Text block -

There’s a tennis ball sized lump in my throat radiating a burn so hostile I can feel it in my gut. The tears welling behind my eyes are so persistent and heavy I sense if I let a single one surface I won’t be able to stop the inundation.

Uncaring, the bell rings anyways.

Sitting in second period, I try to maintain my focus. Brushing off any questions or comments when suddenly I’m called out of class by the Principal herself.

She walks me down the empty hallway and pulls me into a small, empty office. She closes the door behind us.

As we both awkwardly stand there in close proximity. She puffed chested, me deflated. She tells me she thinks it’d be best if I meet with “her colleague” one-on-one. He would like to apologize for his behavior and she thinks all of this can be put to rest. She feels he really is sorry for what he’s done. “We all make mistakes.” she says.

I suddenly have this feeling of being watched. Like someone else is in the room. Like I’m being ambushed. Every hair on my body is standing tall. My ears are ringing. I can’t stop looking around the room assuring myself no one else is here.

I tell her “No, absolutely not.” as I reach for the door. She steps in front of me insisting I hear her out.

Dataset records -
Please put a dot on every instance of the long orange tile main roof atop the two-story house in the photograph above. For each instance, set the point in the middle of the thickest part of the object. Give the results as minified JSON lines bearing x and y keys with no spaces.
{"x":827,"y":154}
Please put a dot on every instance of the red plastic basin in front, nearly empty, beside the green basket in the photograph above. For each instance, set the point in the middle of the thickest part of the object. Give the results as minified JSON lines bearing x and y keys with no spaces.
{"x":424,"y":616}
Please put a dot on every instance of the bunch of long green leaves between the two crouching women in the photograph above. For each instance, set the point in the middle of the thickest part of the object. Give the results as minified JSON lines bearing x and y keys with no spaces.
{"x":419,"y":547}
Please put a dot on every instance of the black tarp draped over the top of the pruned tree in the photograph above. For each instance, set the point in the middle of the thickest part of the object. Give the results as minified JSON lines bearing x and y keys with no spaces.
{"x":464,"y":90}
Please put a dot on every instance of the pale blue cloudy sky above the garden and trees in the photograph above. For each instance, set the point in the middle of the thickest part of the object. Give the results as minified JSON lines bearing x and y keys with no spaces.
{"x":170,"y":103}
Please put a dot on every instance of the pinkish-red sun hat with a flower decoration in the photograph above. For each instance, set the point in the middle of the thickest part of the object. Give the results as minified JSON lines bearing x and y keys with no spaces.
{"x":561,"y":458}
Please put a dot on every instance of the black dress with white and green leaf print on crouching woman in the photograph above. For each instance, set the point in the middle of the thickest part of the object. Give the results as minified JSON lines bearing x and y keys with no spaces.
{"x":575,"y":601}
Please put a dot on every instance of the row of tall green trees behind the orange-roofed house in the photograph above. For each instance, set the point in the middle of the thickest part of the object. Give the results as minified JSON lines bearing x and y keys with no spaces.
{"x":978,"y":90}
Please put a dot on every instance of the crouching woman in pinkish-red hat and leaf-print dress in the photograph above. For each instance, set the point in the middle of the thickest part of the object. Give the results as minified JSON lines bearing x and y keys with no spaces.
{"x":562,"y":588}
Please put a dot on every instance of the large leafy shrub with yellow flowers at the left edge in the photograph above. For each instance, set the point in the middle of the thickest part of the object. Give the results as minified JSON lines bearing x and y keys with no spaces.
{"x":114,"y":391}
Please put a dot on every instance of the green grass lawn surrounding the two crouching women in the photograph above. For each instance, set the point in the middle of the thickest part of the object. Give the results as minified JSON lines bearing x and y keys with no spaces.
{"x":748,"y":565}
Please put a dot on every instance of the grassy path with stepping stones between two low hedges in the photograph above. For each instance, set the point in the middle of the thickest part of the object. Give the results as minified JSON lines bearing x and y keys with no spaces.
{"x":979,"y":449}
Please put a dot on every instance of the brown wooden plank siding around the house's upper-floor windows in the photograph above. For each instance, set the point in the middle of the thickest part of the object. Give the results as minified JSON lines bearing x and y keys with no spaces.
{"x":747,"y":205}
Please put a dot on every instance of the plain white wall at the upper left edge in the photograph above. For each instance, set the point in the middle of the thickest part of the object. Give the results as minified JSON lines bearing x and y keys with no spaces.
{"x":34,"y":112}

Required action 1 - Repeat the passage about the meeting with the Principal, beginning at the words "There’s a tennis" and stopping after "bell rings anyways.".
Required action 2 - Write the next part of the passage about the meeting with the Principal, continuing from the point where it stops.

Written answer 1 -
There’s a tennis ball sized lump in my throat radiating a burn so hostile I can feel it in my gut. The tears welling behind my eyes are so persistent and heavy I sense if I let a single one surface I won’t be able to stop the inundation.

Uncaring, the bell rings anyways.

Written answer 2 -
And there they go… the tears… pouring down my face in torrents. Completely unstoppable.

When she realizes I’m crying the obvious frustration washes over her face.

“You need to calm down. I can’t have you going back to class crying. Everyone is already talking about this and we can’t be adding fuel to the fire. If you can’t stop crying I think you should just go home.”

I push past her, open the door, and head for the bathroom to try and regain my composure.

I stand there in the mirror debating if I should just go home. Maybe things will calm down over the weekend and Monday will be easier.

I decide to head to my confidant’s office and see if she can help me calm down. She’s like another mother to me and I’m sure she’ll know just what to say to make me feel better.

When I tell her what the principal did and said she gives me the impression she too feels maybe that would be best. She thinks maybe I should just meet with him and let him explain his side of the story.  Let him apologize. Tell him how uncomfortable it made me feel. Then, maybe I’ll feel better and things can calm down around here, get things back to normal.

Now I’m enraged. Confused. Beyond emotional. I feel betrayed. I feel misled. Lied to.

Why has everyone who less than 24 hours ago was just as disgusted by him as me, now suddenly feeling the need to brush it all under the rug as swiftly as possible?

Once again, it’s the middle of the school day, and I find myself walking down the empty hall and out to my car.

“Mom, they want me to meet with him face to face…” I begin as I sit in my car in the high school parking lot with tears running down my face.

to be continued… Part IV


At 17 I’d not yet experienced a true and thorough double-dealing. I really cannot put into words how contradictory these people’s reactions were from one day to the next.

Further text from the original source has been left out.